To do: Pick up the post about bird diversity and the West Nile Virus below and continue it from its last sentence.

Monday, June 30, 2008

Bird Diversity and the West Nile Virus

Last week, PloS ONE published an interesting paper that argues that a diverse bird population lowers the human risk of contracting the West Nile Virus (WNV). The study compared WNV infection rates in sixty-five pairs of neighboring counties, in which one county had human WNV infections and the other did not, while both had infected birds. (One of the pairs included my home county, Middlesex, and its neighbor to the west, Somerset.)

The paper measured the inter-county contrast in human infection rates against the contrast in various measures of avian biodiversity. (Bird population data was derived from the Breeding Bird Survey.) It found that greater bird diversity correlated with fewer human infections. Avian biodiversity explained about 30% of the contrast.

Dataset content:
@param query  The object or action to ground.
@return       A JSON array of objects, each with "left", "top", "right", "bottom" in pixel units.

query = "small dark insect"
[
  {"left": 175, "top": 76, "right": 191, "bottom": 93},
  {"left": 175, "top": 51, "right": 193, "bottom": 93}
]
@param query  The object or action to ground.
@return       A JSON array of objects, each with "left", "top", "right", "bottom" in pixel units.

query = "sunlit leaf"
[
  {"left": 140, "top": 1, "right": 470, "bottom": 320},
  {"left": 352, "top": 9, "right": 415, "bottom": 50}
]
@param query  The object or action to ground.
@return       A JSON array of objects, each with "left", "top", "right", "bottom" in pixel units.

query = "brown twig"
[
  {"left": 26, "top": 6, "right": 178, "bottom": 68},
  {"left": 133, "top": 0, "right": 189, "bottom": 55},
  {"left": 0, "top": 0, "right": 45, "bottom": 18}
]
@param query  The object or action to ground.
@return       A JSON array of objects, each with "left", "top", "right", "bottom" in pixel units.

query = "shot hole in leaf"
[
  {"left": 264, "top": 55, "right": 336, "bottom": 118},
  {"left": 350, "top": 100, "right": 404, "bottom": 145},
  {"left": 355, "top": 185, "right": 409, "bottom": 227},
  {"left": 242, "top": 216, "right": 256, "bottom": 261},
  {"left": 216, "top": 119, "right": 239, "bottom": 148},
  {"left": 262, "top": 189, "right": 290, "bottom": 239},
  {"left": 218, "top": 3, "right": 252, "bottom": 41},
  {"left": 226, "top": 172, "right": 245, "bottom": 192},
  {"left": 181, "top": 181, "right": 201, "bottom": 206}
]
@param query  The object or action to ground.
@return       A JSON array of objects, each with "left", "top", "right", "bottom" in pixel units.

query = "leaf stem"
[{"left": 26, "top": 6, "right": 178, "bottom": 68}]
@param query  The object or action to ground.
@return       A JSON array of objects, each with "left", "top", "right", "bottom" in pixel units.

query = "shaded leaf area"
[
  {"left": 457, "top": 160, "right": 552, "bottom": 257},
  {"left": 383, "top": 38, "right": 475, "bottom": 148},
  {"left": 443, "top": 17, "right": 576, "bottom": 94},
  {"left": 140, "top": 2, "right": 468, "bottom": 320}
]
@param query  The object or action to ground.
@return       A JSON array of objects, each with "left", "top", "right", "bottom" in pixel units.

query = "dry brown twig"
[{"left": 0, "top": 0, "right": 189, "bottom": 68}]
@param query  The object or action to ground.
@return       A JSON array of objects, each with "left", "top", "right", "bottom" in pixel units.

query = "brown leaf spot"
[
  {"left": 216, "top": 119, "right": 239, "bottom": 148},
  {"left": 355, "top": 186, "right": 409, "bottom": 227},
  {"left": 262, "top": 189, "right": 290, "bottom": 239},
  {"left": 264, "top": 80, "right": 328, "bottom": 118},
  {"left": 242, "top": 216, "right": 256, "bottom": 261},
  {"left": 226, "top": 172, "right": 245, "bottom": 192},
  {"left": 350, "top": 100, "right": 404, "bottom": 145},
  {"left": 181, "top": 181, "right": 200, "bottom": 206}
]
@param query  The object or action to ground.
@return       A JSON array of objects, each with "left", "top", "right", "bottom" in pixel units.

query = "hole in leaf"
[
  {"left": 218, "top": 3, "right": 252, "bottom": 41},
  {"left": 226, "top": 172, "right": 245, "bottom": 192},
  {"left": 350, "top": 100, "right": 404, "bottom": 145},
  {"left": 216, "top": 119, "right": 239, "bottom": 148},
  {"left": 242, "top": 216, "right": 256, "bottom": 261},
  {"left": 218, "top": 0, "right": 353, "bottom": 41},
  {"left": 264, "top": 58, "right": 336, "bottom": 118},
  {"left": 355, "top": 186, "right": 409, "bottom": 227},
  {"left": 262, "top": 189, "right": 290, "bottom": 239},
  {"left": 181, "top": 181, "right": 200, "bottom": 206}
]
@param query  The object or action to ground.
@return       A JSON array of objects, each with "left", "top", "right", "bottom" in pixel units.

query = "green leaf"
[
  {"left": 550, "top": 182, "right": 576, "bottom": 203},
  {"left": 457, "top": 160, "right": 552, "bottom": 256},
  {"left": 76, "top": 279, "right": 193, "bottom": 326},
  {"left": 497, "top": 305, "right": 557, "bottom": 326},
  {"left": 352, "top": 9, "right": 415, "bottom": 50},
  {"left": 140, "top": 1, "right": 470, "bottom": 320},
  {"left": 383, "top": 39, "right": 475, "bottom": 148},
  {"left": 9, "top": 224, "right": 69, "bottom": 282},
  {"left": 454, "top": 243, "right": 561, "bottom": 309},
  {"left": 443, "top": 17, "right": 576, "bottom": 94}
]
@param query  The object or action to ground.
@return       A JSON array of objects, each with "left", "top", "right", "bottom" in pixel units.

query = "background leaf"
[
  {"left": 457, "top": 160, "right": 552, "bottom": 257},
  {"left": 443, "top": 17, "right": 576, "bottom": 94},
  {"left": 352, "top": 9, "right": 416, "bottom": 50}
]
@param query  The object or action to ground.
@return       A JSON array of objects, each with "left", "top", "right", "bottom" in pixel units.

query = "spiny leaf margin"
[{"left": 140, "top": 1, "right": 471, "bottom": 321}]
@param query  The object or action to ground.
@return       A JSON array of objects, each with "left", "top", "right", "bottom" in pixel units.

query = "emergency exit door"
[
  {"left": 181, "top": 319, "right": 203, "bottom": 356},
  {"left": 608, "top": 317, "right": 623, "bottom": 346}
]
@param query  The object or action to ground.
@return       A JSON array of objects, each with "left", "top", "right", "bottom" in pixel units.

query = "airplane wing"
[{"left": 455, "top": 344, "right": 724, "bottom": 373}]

Task answer:
The reason is something called the "dillution effect," which was first observed with Lyme disease transmission. The mechanism for the dillution effect is unclear; none of the proposed mechanisms matched up with the data in this paper's analysis. However, it seems to be related to the greater relative abundance of species that are poor hosts for the disease compared to species that are more susceptible. In the case of WNV, highly-susceptible species such as crows and robins tend to predominate in areas of lower bird diversity, so the disease will have plenty of hosts and a greater likelihood of spreading beyond birds.

Here are a few interesting points from the analysis:

  1. The analysis confirms that robins play a role in spreading WNV to humans. This has been reported in other studies, including one in Washington.
  2. Unsurprisingly, corvids (crows, jays) are associated with human infections.
  3. Surprisingly, finches also seem to be associated with human cases of WNV. I had not heard of finch susceptibility before reading this paper.
  4. Passerines as a group appear to be resilient in the face of WNV outbreaks, at least in the initial stages of an epidemic. This seems to contradict some previous reports, but perhaps not. The authors suggest that many passerine species may be poor hosts.
  5. Non-passerines seem much more susceptible to WNV than previously thought, so there may be many susceptible host species outside of Passeriformes.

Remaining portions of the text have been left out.